- **Problem description**:
Each line from the one that contains "In this exercise you will mark the light tan" to the end of the material must be set down exactly, and no line before it.

- **Material for the task**:
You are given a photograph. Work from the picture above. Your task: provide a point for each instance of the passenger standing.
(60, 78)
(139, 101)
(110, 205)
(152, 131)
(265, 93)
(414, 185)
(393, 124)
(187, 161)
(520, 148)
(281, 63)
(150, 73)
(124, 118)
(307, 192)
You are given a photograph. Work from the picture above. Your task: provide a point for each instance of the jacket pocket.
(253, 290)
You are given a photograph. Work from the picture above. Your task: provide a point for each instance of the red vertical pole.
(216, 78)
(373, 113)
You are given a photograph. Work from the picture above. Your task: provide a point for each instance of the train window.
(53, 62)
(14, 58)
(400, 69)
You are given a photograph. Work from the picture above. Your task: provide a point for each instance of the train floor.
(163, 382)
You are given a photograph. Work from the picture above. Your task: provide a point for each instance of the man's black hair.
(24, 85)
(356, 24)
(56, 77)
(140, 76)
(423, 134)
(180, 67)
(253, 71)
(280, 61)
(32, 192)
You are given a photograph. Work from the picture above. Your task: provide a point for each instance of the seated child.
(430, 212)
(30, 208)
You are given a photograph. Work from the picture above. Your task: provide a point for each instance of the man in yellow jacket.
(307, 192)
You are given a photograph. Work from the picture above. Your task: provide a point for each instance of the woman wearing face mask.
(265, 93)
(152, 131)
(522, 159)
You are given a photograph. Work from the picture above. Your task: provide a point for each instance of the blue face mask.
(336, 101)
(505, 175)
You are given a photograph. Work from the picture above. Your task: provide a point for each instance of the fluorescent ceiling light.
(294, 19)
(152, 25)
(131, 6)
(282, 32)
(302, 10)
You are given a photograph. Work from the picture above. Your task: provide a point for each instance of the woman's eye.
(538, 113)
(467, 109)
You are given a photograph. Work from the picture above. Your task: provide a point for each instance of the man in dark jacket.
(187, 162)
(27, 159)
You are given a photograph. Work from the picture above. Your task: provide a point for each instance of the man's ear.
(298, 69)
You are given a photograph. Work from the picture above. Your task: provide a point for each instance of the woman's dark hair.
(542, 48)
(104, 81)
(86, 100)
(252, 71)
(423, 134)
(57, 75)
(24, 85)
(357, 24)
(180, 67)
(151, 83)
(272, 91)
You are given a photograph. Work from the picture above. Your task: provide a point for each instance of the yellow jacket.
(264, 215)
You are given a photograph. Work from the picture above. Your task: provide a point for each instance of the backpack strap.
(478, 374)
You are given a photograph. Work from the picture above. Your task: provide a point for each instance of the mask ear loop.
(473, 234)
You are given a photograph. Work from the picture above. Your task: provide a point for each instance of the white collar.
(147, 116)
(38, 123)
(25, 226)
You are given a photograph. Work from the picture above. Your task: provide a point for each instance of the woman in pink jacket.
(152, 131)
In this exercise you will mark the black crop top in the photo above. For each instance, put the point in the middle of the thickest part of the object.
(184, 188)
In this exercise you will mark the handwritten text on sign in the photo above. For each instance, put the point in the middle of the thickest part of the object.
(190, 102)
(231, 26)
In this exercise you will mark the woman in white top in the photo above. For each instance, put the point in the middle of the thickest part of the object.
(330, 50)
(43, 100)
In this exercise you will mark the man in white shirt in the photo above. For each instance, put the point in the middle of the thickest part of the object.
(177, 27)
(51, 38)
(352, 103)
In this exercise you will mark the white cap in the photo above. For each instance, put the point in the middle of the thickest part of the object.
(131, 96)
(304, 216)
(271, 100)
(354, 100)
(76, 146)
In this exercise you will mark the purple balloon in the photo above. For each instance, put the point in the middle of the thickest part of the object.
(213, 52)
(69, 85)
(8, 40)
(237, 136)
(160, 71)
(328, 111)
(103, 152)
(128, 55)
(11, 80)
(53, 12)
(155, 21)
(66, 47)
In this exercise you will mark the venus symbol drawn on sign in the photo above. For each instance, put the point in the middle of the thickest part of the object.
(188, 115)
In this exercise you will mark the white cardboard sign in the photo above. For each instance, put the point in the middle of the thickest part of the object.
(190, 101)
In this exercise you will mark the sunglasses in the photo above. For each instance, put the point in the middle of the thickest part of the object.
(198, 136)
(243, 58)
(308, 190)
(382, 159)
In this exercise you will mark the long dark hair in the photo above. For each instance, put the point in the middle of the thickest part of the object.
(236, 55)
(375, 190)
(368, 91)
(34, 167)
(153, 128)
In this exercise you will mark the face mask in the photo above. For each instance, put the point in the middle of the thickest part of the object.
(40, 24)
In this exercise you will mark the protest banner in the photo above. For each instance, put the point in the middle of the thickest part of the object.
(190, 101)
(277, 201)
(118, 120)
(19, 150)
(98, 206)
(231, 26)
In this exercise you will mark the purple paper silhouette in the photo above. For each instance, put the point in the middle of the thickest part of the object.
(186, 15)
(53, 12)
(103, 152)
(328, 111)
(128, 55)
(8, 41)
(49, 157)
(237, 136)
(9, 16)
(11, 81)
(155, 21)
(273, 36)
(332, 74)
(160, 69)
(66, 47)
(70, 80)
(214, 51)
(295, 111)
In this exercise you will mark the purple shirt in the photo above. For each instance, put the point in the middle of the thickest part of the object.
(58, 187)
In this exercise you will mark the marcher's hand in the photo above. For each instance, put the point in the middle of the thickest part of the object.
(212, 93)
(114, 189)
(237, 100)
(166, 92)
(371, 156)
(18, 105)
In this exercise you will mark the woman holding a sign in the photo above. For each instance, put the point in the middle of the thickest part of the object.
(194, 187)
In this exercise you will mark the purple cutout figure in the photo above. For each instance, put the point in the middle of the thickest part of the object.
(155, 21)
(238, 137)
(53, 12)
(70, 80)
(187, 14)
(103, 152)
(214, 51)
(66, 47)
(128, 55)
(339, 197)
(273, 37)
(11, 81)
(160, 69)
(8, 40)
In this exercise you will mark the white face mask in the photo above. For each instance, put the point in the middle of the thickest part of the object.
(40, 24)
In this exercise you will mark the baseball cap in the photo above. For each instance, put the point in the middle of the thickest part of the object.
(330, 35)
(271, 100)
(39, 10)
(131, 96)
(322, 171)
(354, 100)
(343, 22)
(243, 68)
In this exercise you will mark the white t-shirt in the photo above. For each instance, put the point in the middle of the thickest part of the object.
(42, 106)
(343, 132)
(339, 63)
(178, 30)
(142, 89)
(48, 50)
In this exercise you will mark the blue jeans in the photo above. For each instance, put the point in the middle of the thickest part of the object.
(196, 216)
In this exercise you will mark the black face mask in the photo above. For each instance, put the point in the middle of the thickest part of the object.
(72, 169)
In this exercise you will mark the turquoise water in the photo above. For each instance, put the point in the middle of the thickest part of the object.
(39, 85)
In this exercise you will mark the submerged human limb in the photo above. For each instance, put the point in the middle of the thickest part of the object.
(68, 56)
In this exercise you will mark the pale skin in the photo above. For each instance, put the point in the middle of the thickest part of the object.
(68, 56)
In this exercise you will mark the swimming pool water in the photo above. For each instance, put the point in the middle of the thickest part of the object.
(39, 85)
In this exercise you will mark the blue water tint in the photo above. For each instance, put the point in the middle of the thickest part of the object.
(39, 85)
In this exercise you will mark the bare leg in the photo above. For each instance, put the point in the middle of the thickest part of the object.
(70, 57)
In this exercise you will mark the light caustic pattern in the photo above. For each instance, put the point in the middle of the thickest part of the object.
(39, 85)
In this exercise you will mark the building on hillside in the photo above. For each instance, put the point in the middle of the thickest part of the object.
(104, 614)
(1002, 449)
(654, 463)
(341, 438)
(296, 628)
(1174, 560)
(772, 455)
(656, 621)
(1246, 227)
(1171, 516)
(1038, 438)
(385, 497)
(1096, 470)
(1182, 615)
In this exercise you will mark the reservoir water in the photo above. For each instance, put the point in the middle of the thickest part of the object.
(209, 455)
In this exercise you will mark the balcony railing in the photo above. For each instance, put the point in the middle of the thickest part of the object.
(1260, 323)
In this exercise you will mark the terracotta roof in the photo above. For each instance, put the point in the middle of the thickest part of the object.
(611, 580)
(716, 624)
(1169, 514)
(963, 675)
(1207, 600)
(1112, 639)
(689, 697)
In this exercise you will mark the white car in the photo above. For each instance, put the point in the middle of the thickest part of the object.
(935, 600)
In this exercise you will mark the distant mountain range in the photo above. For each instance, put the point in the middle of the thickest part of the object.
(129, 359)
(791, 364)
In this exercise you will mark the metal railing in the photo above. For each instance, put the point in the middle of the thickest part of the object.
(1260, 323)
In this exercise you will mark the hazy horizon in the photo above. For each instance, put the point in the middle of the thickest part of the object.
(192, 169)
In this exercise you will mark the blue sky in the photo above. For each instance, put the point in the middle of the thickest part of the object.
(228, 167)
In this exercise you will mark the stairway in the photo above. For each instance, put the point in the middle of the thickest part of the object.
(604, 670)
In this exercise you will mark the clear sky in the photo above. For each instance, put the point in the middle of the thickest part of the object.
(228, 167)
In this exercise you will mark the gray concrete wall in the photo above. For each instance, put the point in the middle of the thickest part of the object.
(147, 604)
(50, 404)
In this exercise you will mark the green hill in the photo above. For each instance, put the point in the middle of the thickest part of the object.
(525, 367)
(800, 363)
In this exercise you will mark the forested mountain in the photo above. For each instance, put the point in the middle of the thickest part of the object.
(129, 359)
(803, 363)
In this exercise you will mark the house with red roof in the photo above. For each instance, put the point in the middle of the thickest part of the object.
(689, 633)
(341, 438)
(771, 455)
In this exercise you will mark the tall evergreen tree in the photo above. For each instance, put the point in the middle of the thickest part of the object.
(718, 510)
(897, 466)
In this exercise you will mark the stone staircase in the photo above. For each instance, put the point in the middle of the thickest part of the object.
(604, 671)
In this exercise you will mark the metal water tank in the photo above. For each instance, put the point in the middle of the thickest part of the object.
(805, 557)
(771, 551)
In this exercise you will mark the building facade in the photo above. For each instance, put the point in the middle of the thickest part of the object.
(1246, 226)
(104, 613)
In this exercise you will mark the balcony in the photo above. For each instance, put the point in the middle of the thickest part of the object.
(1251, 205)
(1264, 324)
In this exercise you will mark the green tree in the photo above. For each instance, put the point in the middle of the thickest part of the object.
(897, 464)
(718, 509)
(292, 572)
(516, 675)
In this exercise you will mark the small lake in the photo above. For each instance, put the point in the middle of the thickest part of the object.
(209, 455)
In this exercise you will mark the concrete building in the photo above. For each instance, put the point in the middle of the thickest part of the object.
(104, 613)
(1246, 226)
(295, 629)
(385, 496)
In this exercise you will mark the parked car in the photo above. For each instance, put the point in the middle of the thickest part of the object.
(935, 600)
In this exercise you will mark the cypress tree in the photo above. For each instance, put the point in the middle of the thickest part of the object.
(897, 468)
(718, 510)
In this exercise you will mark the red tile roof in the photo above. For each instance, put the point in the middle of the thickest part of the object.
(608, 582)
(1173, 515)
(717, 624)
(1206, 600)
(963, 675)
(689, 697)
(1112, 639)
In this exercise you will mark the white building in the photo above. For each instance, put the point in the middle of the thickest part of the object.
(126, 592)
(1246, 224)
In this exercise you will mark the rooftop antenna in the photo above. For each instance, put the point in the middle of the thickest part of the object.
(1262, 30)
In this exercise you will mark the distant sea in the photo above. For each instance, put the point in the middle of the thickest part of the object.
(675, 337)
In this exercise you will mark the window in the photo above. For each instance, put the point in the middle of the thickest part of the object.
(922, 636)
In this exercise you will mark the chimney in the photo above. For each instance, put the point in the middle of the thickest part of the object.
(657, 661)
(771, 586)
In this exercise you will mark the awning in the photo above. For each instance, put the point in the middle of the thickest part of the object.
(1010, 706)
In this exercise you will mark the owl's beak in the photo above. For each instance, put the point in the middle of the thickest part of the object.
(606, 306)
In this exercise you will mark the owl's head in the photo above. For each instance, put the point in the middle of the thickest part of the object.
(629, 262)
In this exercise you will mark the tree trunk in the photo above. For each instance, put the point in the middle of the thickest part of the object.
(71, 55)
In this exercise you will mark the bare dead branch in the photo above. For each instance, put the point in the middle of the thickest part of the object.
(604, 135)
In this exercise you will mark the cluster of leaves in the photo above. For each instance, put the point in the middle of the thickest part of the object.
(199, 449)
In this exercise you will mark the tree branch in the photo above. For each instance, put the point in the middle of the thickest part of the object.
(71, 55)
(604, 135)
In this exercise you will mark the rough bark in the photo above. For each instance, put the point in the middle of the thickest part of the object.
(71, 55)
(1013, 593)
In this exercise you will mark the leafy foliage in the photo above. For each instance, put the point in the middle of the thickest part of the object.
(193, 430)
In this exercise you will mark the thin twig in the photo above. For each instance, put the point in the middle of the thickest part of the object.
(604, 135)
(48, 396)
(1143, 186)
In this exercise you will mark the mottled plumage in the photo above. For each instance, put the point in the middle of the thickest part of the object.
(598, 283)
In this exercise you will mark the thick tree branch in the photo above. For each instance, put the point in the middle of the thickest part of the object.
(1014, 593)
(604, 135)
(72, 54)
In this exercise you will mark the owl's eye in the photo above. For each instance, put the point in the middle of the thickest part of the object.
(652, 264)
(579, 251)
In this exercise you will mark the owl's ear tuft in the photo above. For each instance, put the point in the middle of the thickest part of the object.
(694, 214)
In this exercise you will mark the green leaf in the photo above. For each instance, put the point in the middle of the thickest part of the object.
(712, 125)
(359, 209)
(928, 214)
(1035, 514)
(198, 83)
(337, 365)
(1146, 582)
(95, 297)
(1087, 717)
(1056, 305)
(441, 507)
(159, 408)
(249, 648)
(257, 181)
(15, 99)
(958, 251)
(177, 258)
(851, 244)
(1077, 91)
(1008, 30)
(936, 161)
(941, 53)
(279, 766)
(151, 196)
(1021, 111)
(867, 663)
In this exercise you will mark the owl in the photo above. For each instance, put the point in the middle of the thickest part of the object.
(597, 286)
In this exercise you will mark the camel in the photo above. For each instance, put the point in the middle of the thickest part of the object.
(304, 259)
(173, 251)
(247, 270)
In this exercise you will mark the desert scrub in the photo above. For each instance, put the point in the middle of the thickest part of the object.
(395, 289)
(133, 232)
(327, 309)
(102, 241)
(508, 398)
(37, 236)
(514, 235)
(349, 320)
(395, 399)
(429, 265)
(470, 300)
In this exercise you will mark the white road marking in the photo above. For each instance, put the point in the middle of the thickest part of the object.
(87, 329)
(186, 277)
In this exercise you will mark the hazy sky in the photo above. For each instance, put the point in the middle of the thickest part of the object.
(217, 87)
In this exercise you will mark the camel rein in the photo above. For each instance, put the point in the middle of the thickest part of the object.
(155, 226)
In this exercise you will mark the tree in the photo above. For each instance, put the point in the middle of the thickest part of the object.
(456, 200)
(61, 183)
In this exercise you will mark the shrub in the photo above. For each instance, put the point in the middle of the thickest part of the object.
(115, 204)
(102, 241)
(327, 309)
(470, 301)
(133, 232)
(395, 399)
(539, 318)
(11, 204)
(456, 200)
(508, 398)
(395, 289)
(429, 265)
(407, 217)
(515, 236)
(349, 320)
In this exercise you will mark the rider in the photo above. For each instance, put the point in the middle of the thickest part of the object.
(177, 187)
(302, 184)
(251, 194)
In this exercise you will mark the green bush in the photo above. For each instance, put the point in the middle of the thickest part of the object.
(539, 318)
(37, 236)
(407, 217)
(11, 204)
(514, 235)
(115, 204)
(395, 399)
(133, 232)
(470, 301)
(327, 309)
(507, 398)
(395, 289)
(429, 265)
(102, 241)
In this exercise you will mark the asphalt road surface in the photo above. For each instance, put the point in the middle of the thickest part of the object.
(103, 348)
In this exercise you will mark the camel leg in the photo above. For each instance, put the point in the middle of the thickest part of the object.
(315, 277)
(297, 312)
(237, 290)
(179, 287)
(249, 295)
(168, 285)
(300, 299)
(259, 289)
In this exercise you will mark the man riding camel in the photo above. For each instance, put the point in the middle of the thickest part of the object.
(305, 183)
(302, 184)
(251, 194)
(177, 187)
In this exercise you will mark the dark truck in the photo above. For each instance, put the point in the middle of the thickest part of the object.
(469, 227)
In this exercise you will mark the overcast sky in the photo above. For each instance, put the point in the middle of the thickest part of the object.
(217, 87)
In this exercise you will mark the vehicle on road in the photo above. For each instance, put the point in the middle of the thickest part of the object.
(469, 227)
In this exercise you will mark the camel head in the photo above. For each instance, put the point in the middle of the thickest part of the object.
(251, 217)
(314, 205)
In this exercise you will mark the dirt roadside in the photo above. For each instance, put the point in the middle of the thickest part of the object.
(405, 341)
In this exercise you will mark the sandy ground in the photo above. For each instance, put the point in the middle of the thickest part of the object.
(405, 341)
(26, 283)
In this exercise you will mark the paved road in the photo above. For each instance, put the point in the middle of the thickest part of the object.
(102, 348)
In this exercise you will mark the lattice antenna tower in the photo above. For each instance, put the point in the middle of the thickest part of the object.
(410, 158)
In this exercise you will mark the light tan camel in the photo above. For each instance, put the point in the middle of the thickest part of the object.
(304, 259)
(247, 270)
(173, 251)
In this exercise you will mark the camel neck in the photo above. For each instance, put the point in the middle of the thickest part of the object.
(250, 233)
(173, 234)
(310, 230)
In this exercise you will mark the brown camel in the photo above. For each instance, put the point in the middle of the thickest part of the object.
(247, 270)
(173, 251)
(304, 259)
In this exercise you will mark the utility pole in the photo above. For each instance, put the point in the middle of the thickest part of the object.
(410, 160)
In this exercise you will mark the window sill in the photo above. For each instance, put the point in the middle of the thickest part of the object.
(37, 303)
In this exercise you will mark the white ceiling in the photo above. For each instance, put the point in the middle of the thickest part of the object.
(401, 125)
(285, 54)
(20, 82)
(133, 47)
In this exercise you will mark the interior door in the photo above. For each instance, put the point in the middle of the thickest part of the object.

- **Final result**:
In this exercise you will mark the light tan camel in the photo above. For each instance, put the point in the middle of the thickest part of the object.
(304, 259)
(247, 270)
(173, 251)
In this exercise you will mark the camel neck in the photo above. For each instance, put the point in the middle of the thickest part of the object.
(250, 233)
(173, 234)
(310, 230)
In this exercise you will mark the brown camel in the photo above. For each instance, put the point in the middle of the thickest part of the object.
(247, 270)
(173, 251)
(304, 259)
In this exercise you will mark the utility pole in the photo above. For each instance, put the point in the middle of the thickest part of the object.
(410, 160)
In this exercise you will mark the window sill in the photo above. For each instance, put the point in the middle of the thickest part of the object.
(37, 303)
In this exercise you will mark the white ceiling in the photo above. For each instance, put the point in the middle of the thickest part of the object.
(401, 125)
(285, 54)
(20, 82)
(133, 47)
In this exercise you will mark the interior door in the photo above. For each instance, put the point in the middle of the thickest part of the object.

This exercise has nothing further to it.